Content starts

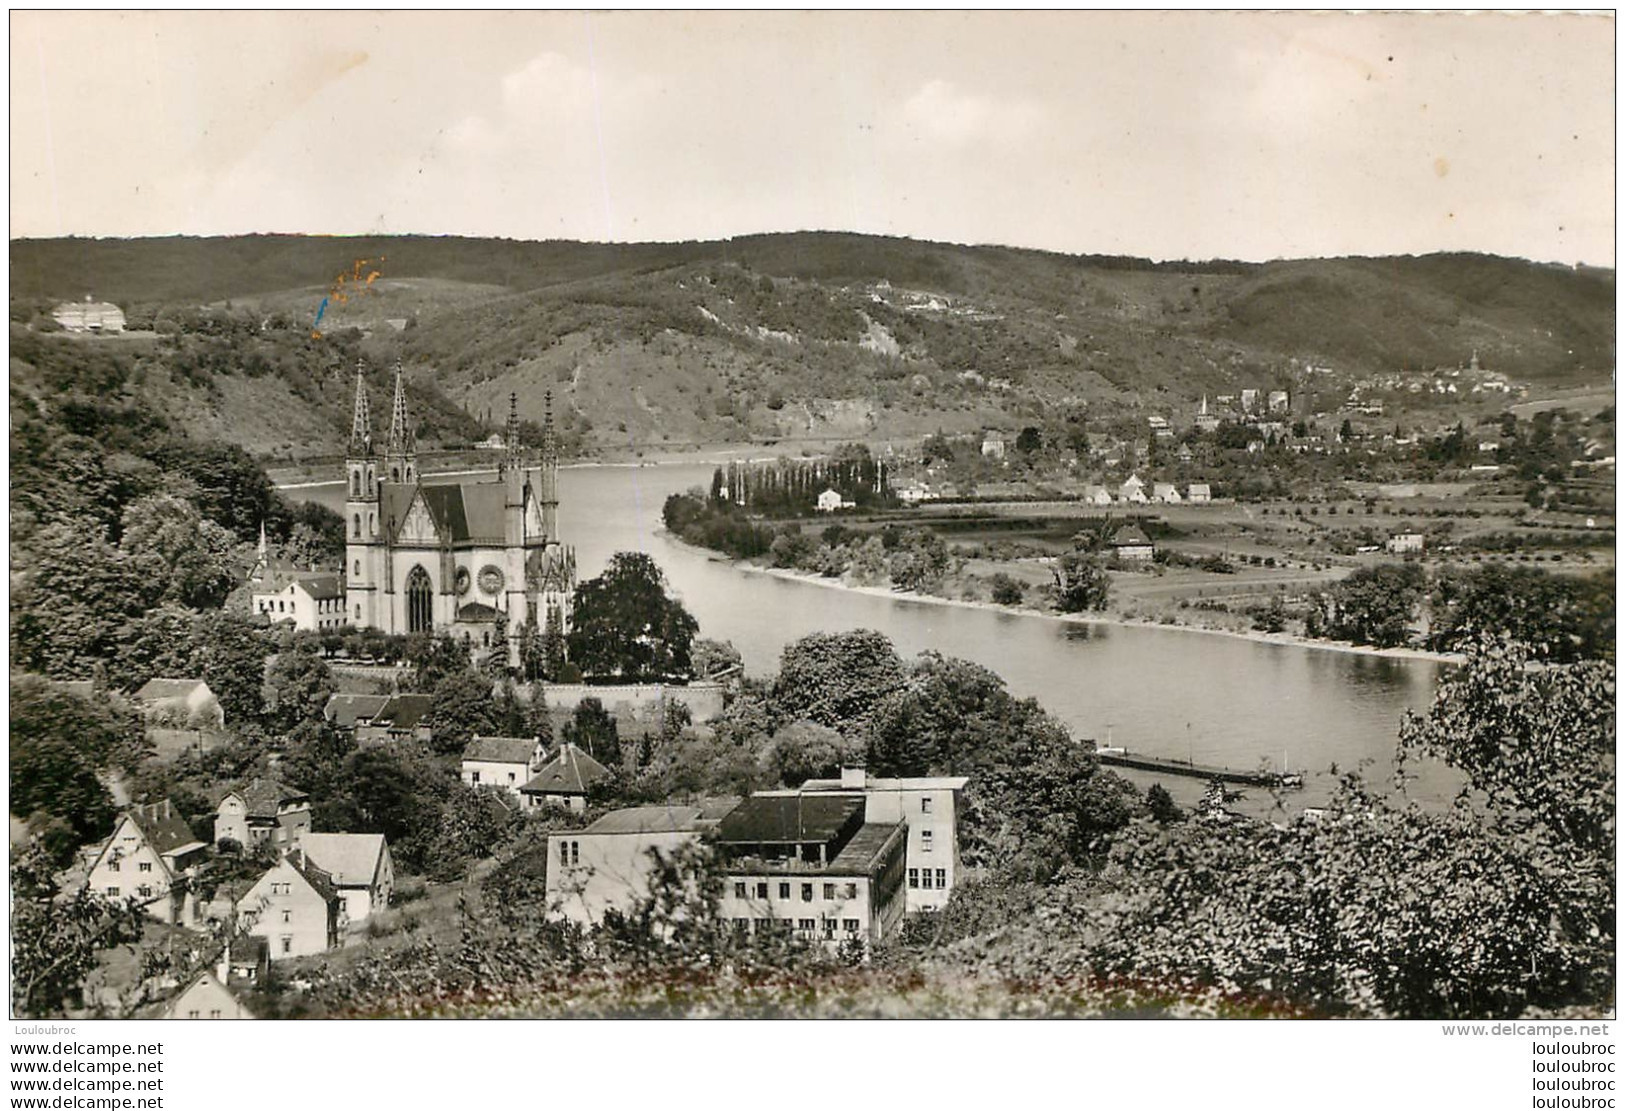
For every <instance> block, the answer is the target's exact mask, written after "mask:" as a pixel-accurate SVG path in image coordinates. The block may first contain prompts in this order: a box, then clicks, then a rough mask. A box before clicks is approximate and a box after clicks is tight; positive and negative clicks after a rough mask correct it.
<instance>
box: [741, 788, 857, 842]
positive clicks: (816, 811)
mask: <svg viewBox="0 0 1625 1111" xmlns="http://www.w3.org/2000/svg"><path fill="white" fill-rule="evenodd" d="M861 815H863V796H861V794H752V796H751V798H747V799H746V801H744V802H741V804H739V806H738V807H734V809H733V812H731V814H728V817H725V819H723V820H721V825H720V827H718V840H721V841H734V843H754V845H786V843H806V841H830V840H834V838H835V836H837V835H838V833H840V832H842V830H843V828H847V827H848V825H850V824H851V820H853V817H858V819H861Z"/></svg>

Content ends

• Task description
I would like the material above returned exactly as it stands, without its pictures.

• Solved problem
For every <instance> block, the answer is the target's exact mask, written after "mask:" as a pixel-accurate SVG path in image coordinates. The block may first contain prompts in this order: a box, then clicks, then a rough mask. A box before clicks is approximate and a box after clicks is tight; positive and negative clicks after a rough mask correct it.
<instance>
box: [741, 788, 857, 842]
positive clicks: (816, 811)
mask: <svg viewBox="0 0 1625 1111" xmlns="http://www.w3.org/2000/svg"><path fill="white" fill-rule="evenodd" d="M861 815H863V796H861V794H752V796H751V798H747V799H746V801H744V802H741V804H739V806H738V807H734V809H733V812H731V814H728V817H725V819H723V820H721V825H720V827H718V840H721V841H734V843H754V845H786V843H806V841H830V840H834V838H835V836H837V835H838V833H840V832H842V830H843V828H847V827H848V825H850V824H851V820H853V817H858V819H861Z"/></svg>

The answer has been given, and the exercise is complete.